● Recorded information:
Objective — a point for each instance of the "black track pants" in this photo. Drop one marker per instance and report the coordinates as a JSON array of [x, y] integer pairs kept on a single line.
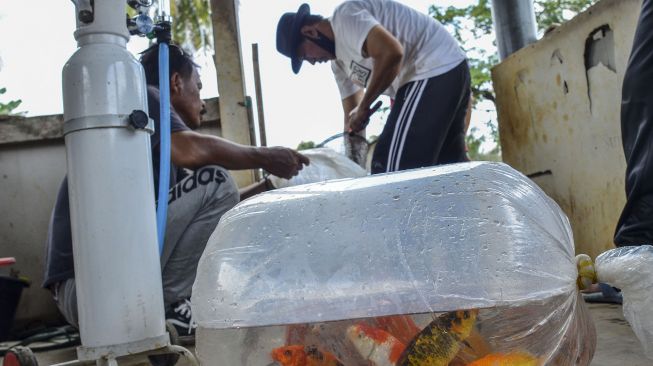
[[426, 125], [635, 225]]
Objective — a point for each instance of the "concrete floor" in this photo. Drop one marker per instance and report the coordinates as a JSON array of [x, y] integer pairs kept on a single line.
[[616, 343]]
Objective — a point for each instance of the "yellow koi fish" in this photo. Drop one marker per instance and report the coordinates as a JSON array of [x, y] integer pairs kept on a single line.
[[509, 359], [439, 342]]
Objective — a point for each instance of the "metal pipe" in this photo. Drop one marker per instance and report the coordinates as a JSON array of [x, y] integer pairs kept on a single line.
[[514, 25], [259, 96]]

● Problem statement: Would you copy all of the data exactly? Keep the pictures out of it.

● Written reply:
Objective — a point for each instance of the "black track pants" in this photo. Drop one marker per instance and report the coordinates as a JSON array of [x, y] integer pairs kept on a single line.
[[426, 125], [635, 225]]
Objective — a point for each instance of the "concrete floor" in this photo. Drop one marker per instance and report the coordinates as a JSON array of [x, y] integer pairs kept on a single line.
[[616, 343]]
Objective — a point for each instance of the "yellow koi fish" in this photo. Drop one marker per instance and report the coordinates as a JSON array of [x, y] integer pairs kept on a single line.
[[509, 359], [439, 342]]
Objective — a point for each instance of the "metal pipe" in this photo. Drop one marker per instance and report the coordinates as a JSON array of [x, y] integer pairs kept on a single line.
[[514, 25], [259, 96]]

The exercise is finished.